> TASK INSTRUCTIONS:
Convert every line of the rows below into a JSON array of strings, one string per line and no entries for blank lines. Omit the picture placeholders.
begin
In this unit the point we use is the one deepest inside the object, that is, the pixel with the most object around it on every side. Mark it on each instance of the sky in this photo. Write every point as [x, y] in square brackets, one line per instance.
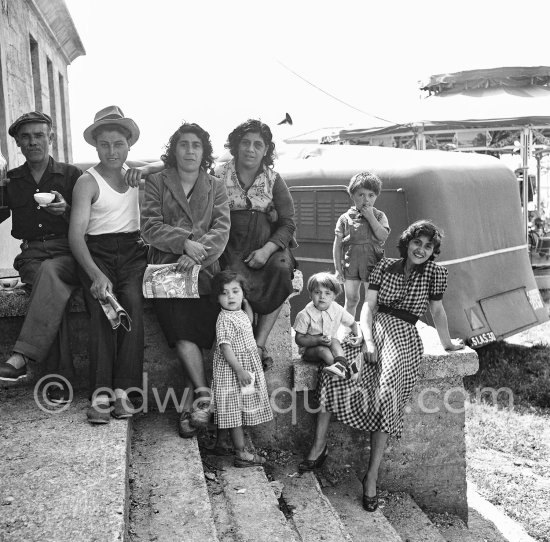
[218, 63]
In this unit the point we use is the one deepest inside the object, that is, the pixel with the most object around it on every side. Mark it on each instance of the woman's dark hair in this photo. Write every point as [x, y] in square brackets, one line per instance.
[255, 127]
[325, 280]
[225, 277]
[169, 157]
[418, 228]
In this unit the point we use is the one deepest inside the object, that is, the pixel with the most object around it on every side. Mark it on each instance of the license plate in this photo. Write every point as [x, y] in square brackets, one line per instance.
[482, 339]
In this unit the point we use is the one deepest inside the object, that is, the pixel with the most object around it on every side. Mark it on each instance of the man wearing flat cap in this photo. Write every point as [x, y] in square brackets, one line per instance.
[45, 261]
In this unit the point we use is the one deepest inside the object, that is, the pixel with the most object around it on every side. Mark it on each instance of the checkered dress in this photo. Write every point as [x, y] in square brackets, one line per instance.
[232, 408]
[376, 401]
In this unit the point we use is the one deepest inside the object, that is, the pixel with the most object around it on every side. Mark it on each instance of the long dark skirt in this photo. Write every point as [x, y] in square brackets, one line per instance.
[269, 286]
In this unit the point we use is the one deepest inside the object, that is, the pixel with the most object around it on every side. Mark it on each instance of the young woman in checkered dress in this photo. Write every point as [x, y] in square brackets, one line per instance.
[402, 290]
[237, 364]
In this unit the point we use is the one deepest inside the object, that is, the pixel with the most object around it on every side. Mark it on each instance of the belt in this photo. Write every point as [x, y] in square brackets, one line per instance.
[399, 313]
[46, 237]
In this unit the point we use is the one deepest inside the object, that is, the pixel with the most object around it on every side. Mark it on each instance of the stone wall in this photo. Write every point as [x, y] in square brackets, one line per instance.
[428, 461]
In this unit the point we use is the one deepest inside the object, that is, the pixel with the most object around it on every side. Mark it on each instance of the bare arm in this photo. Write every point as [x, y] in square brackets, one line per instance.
[440, 320]
[337, 257]
[135, 174]
[84, 193]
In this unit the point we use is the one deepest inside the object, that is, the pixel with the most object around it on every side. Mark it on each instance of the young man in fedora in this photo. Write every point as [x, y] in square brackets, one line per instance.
[105, 239]
[45, 261]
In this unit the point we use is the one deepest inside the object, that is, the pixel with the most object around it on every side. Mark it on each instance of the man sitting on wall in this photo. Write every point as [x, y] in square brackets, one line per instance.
[105, 238]
[45, 261]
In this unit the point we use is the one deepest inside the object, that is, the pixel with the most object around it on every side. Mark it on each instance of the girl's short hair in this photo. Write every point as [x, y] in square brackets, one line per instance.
[252, 126]
[326, 280]
[418, 228]
[169, 157]
[367, 180]
[225, 277]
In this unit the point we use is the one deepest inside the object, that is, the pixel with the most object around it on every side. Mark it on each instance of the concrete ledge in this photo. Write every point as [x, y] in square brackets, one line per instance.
[62, 479]
[436, 362]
end
> EXERCISE SOLUTION:
[
  "In this unit the point we use is the one deepest inside the object, that is, the pixel with the most object around it on every side. Mark it on each instance of the sky in this photo. Write every point as [x, y] in square brackets, one line per instance.",
  "[218, 63]",
  "In this unit the point we use is the one deepest inside the object, that is, the pixel with the most object around it on every side. Mark it on each instance of the woman's dark hair in this photo. Write every point as [x, y] in square brackets, one line per instance.",
  "[255, 127]",
  "[325, 280]",
  "[225, 277]",
  "[169, 157]",
  "[418, 228]",
  "In this unit the point we use is the one deepest inside the object, that is, the pixel with the most object around it on every side. Mark it on each instance of the license plate in this photo. Write every point as [x, y] in square brackets, one line per instance.",
  "[482, 339]",
  "In this unit the point we use is the one deepest inside the object, that is, the pixel with the most object around it on every side. Mark it on each instance of the man wearing flat cap in this photo. Write every point as [x, y] in square brackets, one line per instance.",
  "[45, 261]",
  "In this unit the point we use is the one deepest inside the object, that is, the pixel with the most object around it on every side. Mark it on each instance of the checkered dress in this photo. Write every point as [x, y] in square brackets, one line per instance.",
  "[232, 408]",
  "[376, 401]",
  "In this unit the point we use is the one deepest inside the object, that is, the pixel with the most object around it on every side. Mark it on each instance of the long dark skirt in this photo. Write every point as [x, y] in square brackets, one line per instance.",
  "[269, 286]",
  "In this unit the point we use is the one deepest inside the object, that is, the pixel with the most object around it on every side. Mark it on each instance of the young woman in checkered dress in this photo. Write every point as [x, y] in square brackets, one line per instance.",
  "[402, 290]",
  "[237, 364]",
  "In this unit the point we use is the one deepest inside the object, that is, the pixel with the most object around it on every side. Mark it on each instance of the belt in this photo. Write every point as [x, y] in square brackets, one line per instance.",
  "[399, 313]",
  "[46, 237]",
  "In this unit the point we use is the one deepest inside the object, that is, the pixel with the most object around it on every side. Mark it on each instance of the stone wall in this photo. Write every point as [x, y] in square brackets, one line per instance.",
  "[428, 461]",
  "In this unit the point we use is the one deepest inside the object, that is, the pixel with the most object around it on every side. Mark it on each instance of the bare arm in this photo. Write every point as [x, y] in square brackets, one line per instance.",
  "[440, 320]",
  "[337, 257]",
  "[135, 174]",
  "[84, 193]",
  "In this unit the point we use is the one deepest inside the object, that is, the pixel with the most object around it on every side. Mark it on each instance of the young man in fedora in this photo. Write every point as [x, y] in square brackets, one line per instance.",
  "[105, 239]",
  "[45, 261]",
  "In this unit the point we use is the one deepest inside the object, that is, the pixel with the most object around it on every side. Mark it on each instance of the man sitting on wall in this photo. Write every point as [x, y] in square brackets, one line per instance.",
  "[105, 238]",
  "[45, 261]",
  "In this unit the point we use is the one deepest inside the object, that is, the pixel with the most object around it on every side. Mark it on each instance of the girl's short hair in this photo. Write every point as [x, y] in square brackets, one line per instance.",
  "[252, 126]",
  "[326, 280]",
  "[418, 228]",
  "[169, 157]",
  "[367, 180]",
  "[225, 277]",
  "In this unit the point we use is the one deepest inside the object, that is, the pixel with the most object around it on every side. Mark it on each instance of the concrete ledge in this photo. Write every point as [x, y] in square brackets, one line per instance.",
  "[62, 479]",
  "[436, 362]"
]